>> begin

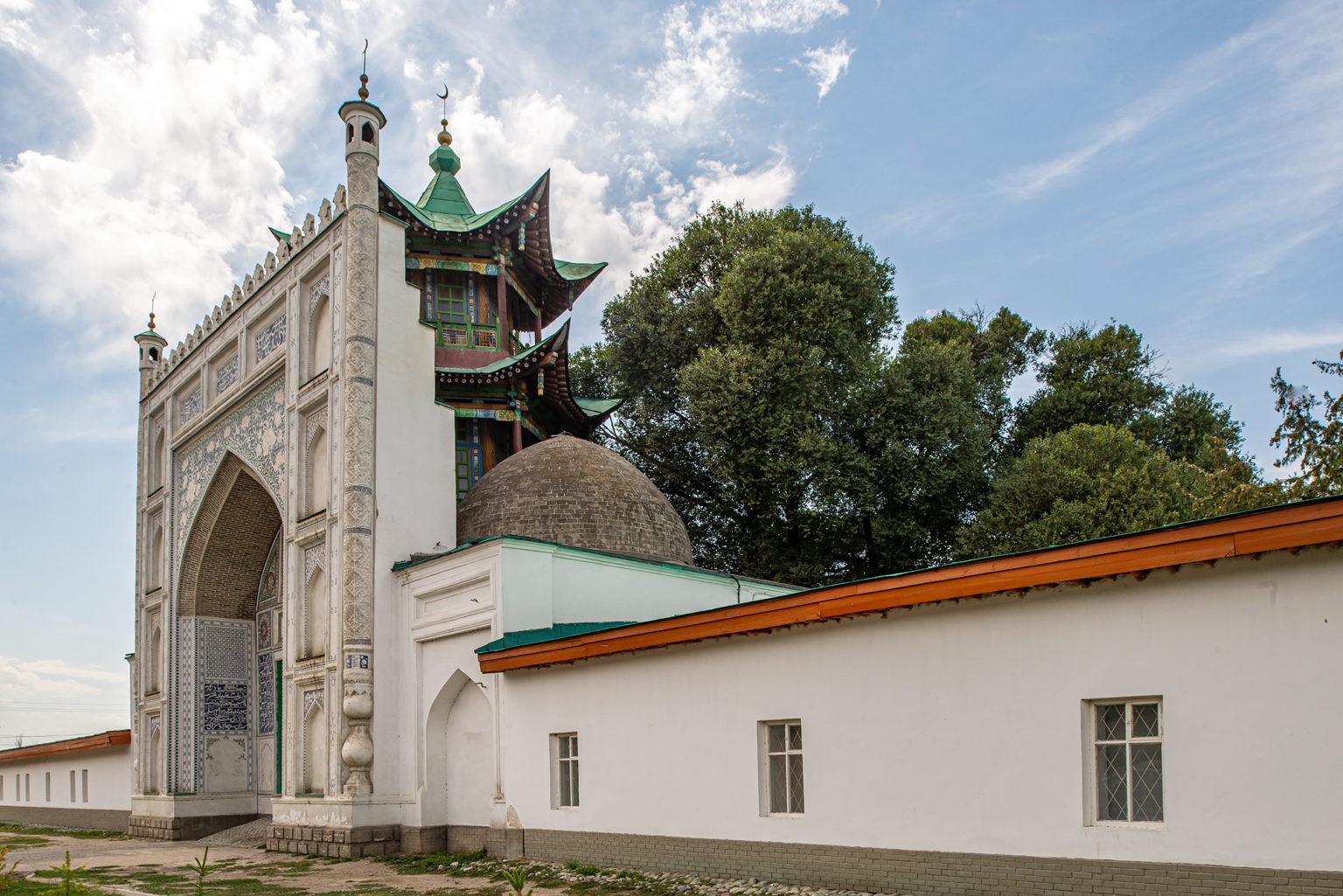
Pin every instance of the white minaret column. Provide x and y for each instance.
(363, 122)
(150, 352)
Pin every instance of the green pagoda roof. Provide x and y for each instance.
(548, 359)
(445, 208)
(445, 195)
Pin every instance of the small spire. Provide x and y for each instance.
(363, 75)
(443, 139)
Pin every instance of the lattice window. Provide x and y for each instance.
(470, 455)
(1129, 761)
(783, 768)
(463, 310)
(564, 771)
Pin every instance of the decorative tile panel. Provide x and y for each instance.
(225, 705)
(226, 653)
(255, 433)
(226, 373)
(270, 339)
(265, 695)
(222, 688)
(190, 406)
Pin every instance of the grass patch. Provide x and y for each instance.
(466, 864)
(23, 841)
(78, 833)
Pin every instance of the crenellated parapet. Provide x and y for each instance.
(275, 263)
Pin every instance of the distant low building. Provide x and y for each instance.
(80, 782)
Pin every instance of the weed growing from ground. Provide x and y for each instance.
(70, 880)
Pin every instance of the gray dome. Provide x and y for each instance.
(579, 493)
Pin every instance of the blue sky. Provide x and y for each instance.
(1174, 167)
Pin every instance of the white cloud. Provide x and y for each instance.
(1280, 343)
(762, 187)
(52, 698)
(826, 65)
(700, 70)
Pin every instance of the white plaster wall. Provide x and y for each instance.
(415, 490)
(961, 727)
(109, 780)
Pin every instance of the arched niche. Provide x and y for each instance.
(320, 336)
(155, 567)
(317, 473)
(316, 613)
(153, 660)
(157, 458)
(460, 755)
(313, 773)
(227, 547)
(153, 774)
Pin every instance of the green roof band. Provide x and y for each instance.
(553, 633)
(598, 406)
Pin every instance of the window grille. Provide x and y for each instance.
(783, 768)
(461, 310)
(564, 771)
(470, 455)
(1129, 761)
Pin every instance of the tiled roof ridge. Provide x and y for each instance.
(275, 263)
(117, 738)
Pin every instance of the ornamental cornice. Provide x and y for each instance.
(263, 273)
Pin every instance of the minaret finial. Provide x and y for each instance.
(443, 139)
(363, 75)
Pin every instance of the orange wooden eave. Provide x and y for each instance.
(75, 745)
(1275, 530)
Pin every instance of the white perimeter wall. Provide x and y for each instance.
(961, 727)
(109, 780)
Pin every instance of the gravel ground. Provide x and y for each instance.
(245, 858)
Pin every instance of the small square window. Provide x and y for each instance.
(781, 768)
(564, 771)
(1125, 761)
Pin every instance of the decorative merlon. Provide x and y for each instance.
(252, 284)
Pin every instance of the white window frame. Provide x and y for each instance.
(564, 758)
(787, 753)
(1091, 746)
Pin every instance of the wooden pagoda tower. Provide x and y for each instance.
(491, 287)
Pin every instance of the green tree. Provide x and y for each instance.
(1084, 483)
(766, 403)
(1103, 377)
(1311, 441)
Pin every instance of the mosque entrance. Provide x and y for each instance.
(230, 608)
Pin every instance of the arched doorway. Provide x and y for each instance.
(460, 758)
(228, 562)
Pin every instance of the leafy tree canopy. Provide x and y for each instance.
(1084, 483)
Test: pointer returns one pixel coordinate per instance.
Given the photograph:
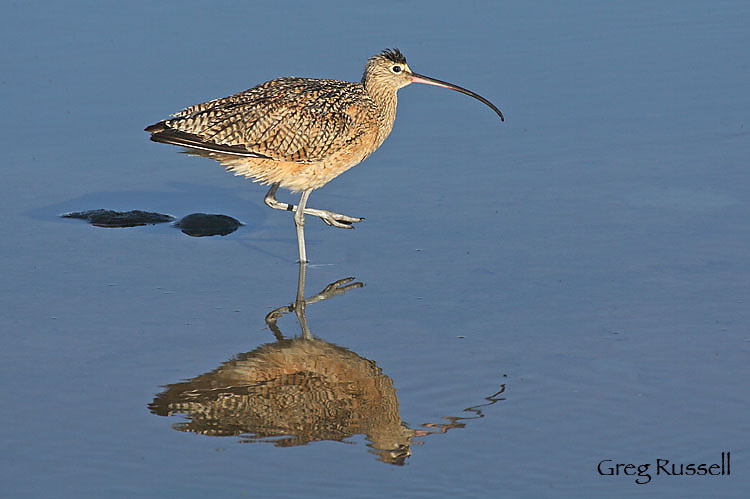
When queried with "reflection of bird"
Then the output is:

>> end

- Exercise:
Reproduce every line of the entries above word for word, leaving out the pictures.

- Expected answer:
Pin every instance of the white minaret column. Provide x and y for each instance.
(363, 122)
(150, 352)
Pin every instance of the green pagoda roof. Provide x and y for each instance.
(548, 359)
(445, 208)
(445, 195)
Pin every instance of the small spire. Provide x and y for each instance.
(363, 75)
(443, 139)
Pin every instance of the lattice window. Provide x and y for each instance.
(470, 455)
(1129, 761)
(783, 768)
(463, 310)
(564, 771)
Pin every instance of the decorative tile panel. Provide x and y for each instance.
(225, 705)
(226, 653)
(255, 433)
(226, 373)
(270, 339)
(265, 695)
(222, 688)
(190, 406)
Pin every instance of the grass patch. Provide x and y for each instance.
(466, 864)
(23, 841)
(78, 833)
Pin every instance of the crenellated parapet. Provide x and y for each instance.
(275, 263)
Pin every instance of the distant low building. Provide x and y for each instance.
(80, 782)
Pin every instance of the weed growing from ground. Provide x and y for each instance.
(70, 880)
Pin every instance of the gray dome. Provide x and y for each instance.
(579, 493)
Pin every instance of the blue sky. Provide x and y for each instance.
(1174, 167)
Pin every instance of the white cloud. Provide x and y for each instance.
(1280, 343)
(762, 187)
(52, 698)
(826, 65)
(700, 70)
Pin every instance of the white plaster wall. Provide x and y for each instance.
(415, 490)
(961, 727)
(109, 780)
Pin every instance of the arched niche. Provide x and y for each instance.
(320, 336)
(155, 567)
(317, 473)
(316, 613)
(153, 660)
(157, 458)
(460, 755)
(313, 773)
(227, 547)
(153, 774)
Pin every instance of the green roof band. Provide x and y for each instance.
(553, 633)
(598, 406)
Pin every instance of the window grille. Provide x and y for each instance.
(783, 768)
(461, 310)
(564, 771)
(470, 455)
(1129, 761)
Pin every instance of the tiled roof ridge. Provide x and y for each instance.
(275, 263)
(117, 738)
Pin every instance of the ornamental cornice. Provide x and y for each instance.
(263, 273)
Pin every instance of the minaret finial. Provide x and y for each instance.
(443, 139)
(363, 75)
Pin every instance of the orange wooden eave. Provide x and y for each instance.
(75, 745)
(1275, 530)
Pin every instance of the white perimeter wall. Provide x and y for each instance.
(961, 727)
(109, 780)
Pin every instance of the gravel ground. Provide x and y for each instance.
(245, 858)
Pin every instance of the small square window. Provide x and y for each instance.
(781, 768)
(564, 771)
(1125, 761)
Pin every instance of the decorative merlon. Provide x and y for each instance.
(252, 284)
Pin every instance of the white window frame. Provide x and y for each instance.
(564, 758)
(787, 753)
(1091, 746)
Pin every instance of the wooden pagoda tower. Provide x and y for each instance.
(491, 287)
Pin every instance of the green tree. Provide x and y for each instance.
(1084, 483)
(766, 403)
(1103, 377)
(1311, 441)
Pin every instance of the mosque entrance. Provide x and y for each instance.
(230, 608)
Pin every instance of the arched doorway. Provide x and y for each instance.
(460, 758)
(228, 562)
Pin every instance of the leafy tree canopy. Provide x and y for each instance.
(1084, 483)
Test: pointer returns one pixel coordinate per instance.
Given the photograph:
When queried with "reflection of bird"
Then the output is:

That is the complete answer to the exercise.